§ Text:
Interface reconstruction via lithium thermal reduction to realize a long life all-solid-state battery

Lithium garnet solid-state electrolytes (SSEs) with high ionic conductivity and high electrochemical stability are promising in the new generation batteries, but the poor interface stability restricts their development. Here, a compatible Li/garnet interface is constructed in-situ through lithium thermal reduction (LTR), in which a Li2O interlayer with electronic insulation blocks the transfer of electrons to the electrolyte, and an oxygen vacancy (OV) interlayer with rapid ion diffusion kinetics uniforms lithium-ion flux at the interface. Benefiting from the dual-function of the interface, the reconstructed symmetrical lithium cell is cycled stably for 2500 h at 0.3 mA cm(-2), with a constant voltage polarization about 35 mV. The assembled all-solid-state lithium metal batteries (SSLMBs) exhibit a capacity retention of 93% after 1250 cycles at 1 C rate and 30 ?. This work provides an effective and convenient method for the integration of lithium metal anode in the garnet solid-state batteries

Automated summary

In this study, a compatible Li/garnet interface is constructed through lithium thermal reduction, which improves the interface stability and ion flux uniformity in the new generation batteries. The lithium cells and lithium metal batteries assembled using this method exhibit stable cycling and high capacity retention.

§ Requirement 1: In the abstract on garnet battery interfaces, begin at the words "Automated summary" and stop after "high capacity retention.", writing that part out again with "compatible" swapped for "well-matched".
§ Requirement 2: Condense the paragraph of the abstract that opens with "Lithium garnet solid-state electrolytes" into a bulleted list that keeps its main facts.

§ Source information:
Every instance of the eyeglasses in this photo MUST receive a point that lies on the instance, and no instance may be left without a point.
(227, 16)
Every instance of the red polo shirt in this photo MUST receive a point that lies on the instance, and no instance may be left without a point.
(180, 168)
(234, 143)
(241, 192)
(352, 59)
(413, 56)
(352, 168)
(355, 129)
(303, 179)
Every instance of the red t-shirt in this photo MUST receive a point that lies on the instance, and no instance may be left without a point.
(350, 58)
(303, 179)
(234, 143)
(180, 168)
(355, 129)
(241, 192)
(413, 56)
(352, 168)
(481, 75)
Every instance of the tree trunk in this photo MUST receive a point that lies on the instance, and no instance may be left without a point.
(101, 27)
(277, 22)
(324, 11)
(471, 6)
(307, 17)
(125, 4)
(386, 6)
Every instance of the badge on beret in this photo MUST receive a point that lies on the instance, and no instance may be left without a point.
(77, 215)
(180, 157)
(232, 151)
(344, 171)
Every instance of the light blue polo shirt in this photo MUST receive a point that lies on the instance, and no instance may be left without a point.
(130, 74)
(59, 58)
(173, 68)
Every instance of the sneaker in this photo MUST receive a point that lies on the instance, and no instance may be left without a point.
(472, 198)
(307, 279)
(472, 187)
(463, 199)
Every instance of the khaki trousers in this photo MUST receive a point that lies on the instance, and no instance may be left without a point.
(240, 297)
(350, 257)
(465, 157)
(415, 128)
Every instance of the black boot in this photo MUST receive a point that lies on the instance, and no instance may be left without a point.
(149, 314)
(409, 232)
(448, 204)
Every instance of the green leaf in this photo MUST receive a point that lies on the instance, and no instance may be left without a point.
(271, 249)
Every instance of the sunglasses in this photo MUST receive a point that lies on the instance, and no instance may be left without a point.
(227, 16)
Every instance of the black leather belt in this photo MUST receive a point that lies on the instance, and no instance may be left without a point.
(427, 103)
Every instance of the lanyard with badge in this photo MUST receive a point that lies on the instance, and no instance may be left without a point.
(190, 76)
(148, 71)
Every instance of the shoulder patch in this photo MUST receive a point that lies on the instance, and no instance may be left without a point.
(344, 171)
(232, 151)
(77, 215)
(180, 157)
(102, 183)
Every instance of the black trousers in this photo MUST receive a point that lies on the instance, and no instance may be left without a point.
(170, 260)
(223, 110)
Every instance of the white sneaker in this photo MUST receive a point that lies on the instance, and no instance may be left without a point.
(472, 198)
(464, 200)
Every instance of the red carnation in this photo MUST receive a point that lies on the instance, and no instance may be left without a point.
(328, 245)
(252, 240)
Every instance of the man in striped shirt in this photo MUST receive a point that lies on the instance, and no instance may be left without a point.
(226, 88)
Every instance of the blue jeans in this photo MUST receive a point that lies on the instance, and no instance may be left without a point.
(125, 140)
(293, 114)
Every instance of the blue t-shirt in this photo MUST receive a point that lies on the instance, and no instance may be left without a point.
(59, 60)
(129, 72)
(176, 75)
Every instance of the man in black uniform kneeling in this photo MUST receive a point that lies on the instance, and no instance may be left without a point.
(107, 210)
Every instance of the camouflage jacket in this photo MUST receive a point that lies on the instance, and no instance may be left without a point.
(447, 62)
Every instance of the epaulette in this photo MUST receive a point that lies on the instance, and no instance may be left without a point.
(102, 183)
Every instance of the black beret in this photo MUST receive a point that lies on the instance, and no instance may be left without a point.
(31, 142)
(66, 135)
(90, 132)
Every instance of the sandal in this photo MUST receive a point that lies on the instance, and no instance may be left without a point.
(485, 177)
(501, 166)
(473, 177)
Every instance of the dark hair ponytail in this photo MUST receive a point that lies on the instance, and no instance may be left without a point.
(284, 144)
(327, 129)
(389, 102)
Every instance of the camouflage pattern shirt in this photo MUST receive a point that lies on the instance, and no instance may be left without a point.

§ Task answer 1:
Automated summary

In this study, a well-matched Li/garnet interface is constructed through lithium thermal reduction, which improves the interface stability and ion flux uniformity in the new generation batteries. The lithium cells and lithium metal batteries assembled using this method exhibit stable cycling and high capacity retention.

§ Task answer 2:
- Lithium garnet solid-state electrolytes (SSEs) offer high ionic conductivity and high electrochemical stability, but poor interface stability limits their development.
- Lithium thermal reduction (LTR) builds a compatible Li/garnet interface in situ.
- An electronically insulating Li2O interlayer blocks electron transfer to the electrolyte.
- An oxygen vacancy (OV) interlayer with rapid ion diffusion kinetics makes the lithium-ion flux at the interface uniform.
- The reconstructed symmetrical lithium cell cycles stably for 2500 h at 0.3 mA cm(-2), with a constant voltage polarization of about 35 mV.
- The assembled all-solid-state lithium metal batteries (SSLMBs) keep 93% of their capacity after 1250 cycles at 1 C.
- The method is an effective and convenient way to integrate a lithium metal anode into garnet solid-state batteries.